Every record that follows should be printed verbatim.
===
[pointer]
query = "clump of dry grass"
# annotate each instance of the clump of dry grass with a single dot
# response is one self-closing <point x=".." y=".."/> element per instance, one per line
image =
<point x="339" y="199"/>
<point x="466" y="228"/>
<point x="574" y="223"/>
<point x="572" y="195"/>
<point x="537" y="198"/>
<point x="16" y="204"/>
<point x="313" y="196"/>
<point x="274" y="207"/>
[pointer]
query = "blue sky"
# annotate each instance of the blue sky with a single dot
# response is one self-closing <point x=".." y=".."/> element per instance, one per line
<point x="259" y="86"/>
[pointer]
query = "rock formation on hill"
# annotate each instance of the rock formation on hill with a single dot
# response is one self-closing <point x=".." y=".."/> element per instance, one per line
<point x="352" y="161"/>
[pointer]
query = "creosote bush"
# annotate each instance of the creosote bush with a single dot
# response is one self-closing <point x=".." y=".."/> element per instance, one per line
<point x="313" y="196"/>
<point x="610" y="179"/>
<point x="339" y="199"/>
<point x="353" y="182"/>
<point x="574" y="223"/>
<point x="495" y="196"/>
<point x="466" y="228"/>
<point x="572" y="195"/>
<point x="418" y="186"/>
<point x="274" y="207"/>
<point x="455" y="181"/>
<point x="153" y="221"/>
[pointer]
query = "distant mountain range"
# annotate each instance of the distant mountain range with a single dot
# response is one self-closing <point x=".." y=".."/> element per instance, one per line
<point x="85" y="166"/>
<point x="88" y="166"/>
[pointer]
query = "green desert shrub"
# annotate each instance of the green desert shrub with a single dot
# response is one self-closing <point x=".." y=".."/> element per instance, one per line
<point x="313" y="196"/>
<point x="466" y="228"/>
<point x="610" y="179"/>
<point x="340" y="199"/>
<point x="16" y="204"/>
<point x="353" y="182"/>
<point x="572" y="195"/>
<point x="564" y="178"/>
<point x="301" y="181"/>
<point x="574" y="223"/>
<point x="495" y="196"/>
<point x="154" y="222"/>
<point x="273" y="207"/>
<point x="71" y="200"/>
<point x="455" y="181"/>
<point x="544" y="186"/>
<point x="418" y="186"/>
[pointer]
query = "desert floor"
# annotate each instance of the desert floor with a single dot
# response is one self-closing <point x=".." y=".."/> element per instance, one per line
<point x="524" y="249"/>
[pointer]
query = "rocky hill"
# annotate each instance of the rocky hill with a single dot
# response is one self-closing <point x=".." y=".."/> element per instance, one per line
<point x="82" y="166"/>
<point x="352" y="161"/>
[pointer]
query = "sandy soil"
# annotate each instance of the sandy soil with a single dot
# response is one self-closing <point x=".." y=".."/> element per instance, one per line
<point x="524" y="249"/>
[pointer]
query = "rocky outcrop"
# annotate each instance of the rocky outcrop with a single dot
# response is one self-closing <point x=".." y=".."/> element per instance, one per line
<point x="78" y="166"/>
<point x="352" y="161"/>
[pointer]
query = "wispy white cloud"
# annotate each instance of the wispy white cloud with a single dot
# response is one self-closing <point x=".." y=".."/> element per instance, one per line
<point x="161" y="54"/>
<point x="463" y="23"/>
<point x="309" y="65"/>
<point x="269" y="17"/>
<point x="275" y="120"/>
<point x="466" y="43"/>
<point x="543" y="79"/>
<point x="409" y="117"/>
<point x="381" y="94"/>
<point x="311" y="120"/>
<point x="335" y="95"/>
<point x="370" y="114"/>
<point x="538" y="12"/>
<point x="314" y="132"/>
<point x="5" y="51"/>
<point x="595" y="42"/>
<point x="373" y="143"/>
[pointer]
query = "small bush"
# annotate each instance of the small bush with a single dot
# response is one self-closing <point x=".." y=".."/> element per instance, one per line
===
**Written response:**
[pointer]
query = "clump of dry grass"
# annotate each instance of the clump of dry grass with a single dot
# response is one self-closing <point x=".." y=".."/> element per instance, one per line
image =
<point x="339" y="199"/>
<point x="466" y="228"/>
<point x="574" y="223"/>
<point x="572" y="195"/>
<point x="537" y="198"/>
<point x="16" y="204"/>
<point x="313" y="196"/>
<point x="274" y="207"/>
[pointer]
query = "blue sky"
# annotate each instance of the blue sky with a single dot
# response is one self-closing <point x=".." y=".."/> element per instance, one per line
<point x="259" y="86"/>
[pointer]
query = "rock formation on hill"
# annotate each instance of the rock formation on hill with a single dot
# response is one self-closing <point x=".." y=".."/> element per instance, one per line
<point x="352" y="161"/>
[pointer]
query = "creosote bush"
# annotate each instance of the creosote bush with a single dot
# response is one self-closing <point x=".." y=".."/> element per instance, one per line
<point x="313" y="196"/>
<point x="610" y="179"/>
<point x="339" y="199"/>
<point x="353" y="182"/>
<point x="574" y="223"/>
<point x="495" y="196"/>
<point x="466" y="228"/>
<point x="572" y="195"/>
<point x="418" y="186"/>
<point x="274" y="207"/>
<point x="455" y="181"/>
<point x="153" y="221"/>
[pointer]
query = "distant mountain range"
# annotate each instance of the distant mountain range with a single dot
# response is one self-closing <point x=".." y=".."/> element per instance, one per line
<point x="85" y="166"/>
<point x="88" y="166"/>
[pointer]
query = "green desert shrub"
# annotate each instance of the green desert shrub with a single dot
# response is one self-closing <point x=".." y=".."/> element per instance, one per line
<point x="313" y="196"/>
<point x="466" y="228"/>
<point x="610" y="179"/>
<point x="340" y="199"/>
<point x="16" y="204"/>
<point x="353" y="182"/>
<point x="572" y="195"/>
<point x="564" y="178"/>
<point x="301" y="181"/>
<point x="574" y="223"/>
<point x="495" y="196"/>
<point x="154" y="222"/>
<point x="273" y="207"/>
<point x="71" y="200"/>
<point x="455" y="181"/>
<point x="544" y="186"/>
<point x="418" y="186"/>
[pointer]
query = "desert floor"
# annotate each instance of the desert floor with a single dot
# response is one self-closing <point x=".." y=".."/> element per instance, one per line
<point x="524" y="249"/>
[pointer]
query = "rocky hill"
# annotate each instance of the rocky hill with a single dot
# response is one self-closing <point x=".." y=".."/> element per instance, one per line
<point x="82" y="166"/>
<point x="352" y="161"/>
[pointer]
query = "sandy soil"
# annotate each instance of the sandy soil with a single dot
# response is one self-closing <point x=".." y=".."/> element per instance, one per line
<point x="524" y="249"/>
[pointer]
query = "rocky outcrop"
# annotate each instance of the rocky outcrop with a single dot
# response is one self-closing <point x=".." y=".."/> element per instance, one per line
<point x="78" y="166"/>
<point x="352" y="161"/>
[pointer]
query = "wispy white cloud"
# annotate each instance of the wispy white cloud with a single dot
# response is one self-closing <point x=".." y=".."/> element per instance, one per line
<point x="161" y="54"/>
<point x="463" y="23"/>
<point x="309" y="65"/>
<point x="269" y="17"/>
<point x="275" y="120"/>
<point x="466" y="43"/>
<point x="543" y="79"/>
<point x="409" y="117"/>
<point x="381" y="94"/>
<point x="311" y="120"/>
<point x="335" y="95"/>
<point x="370" y="114"/>
<point x="538" y="12"/>
<point x="314" y="132"/>
<point x="5" y="51"/>
<point x="595" y="42"/>
<point x="373" y="143"/>
[pointer]
query = "small bush"
# annotate each instance of the small bush with a single dot
# response is one self-closing <point x=".." y=".."/> element per instance, one per line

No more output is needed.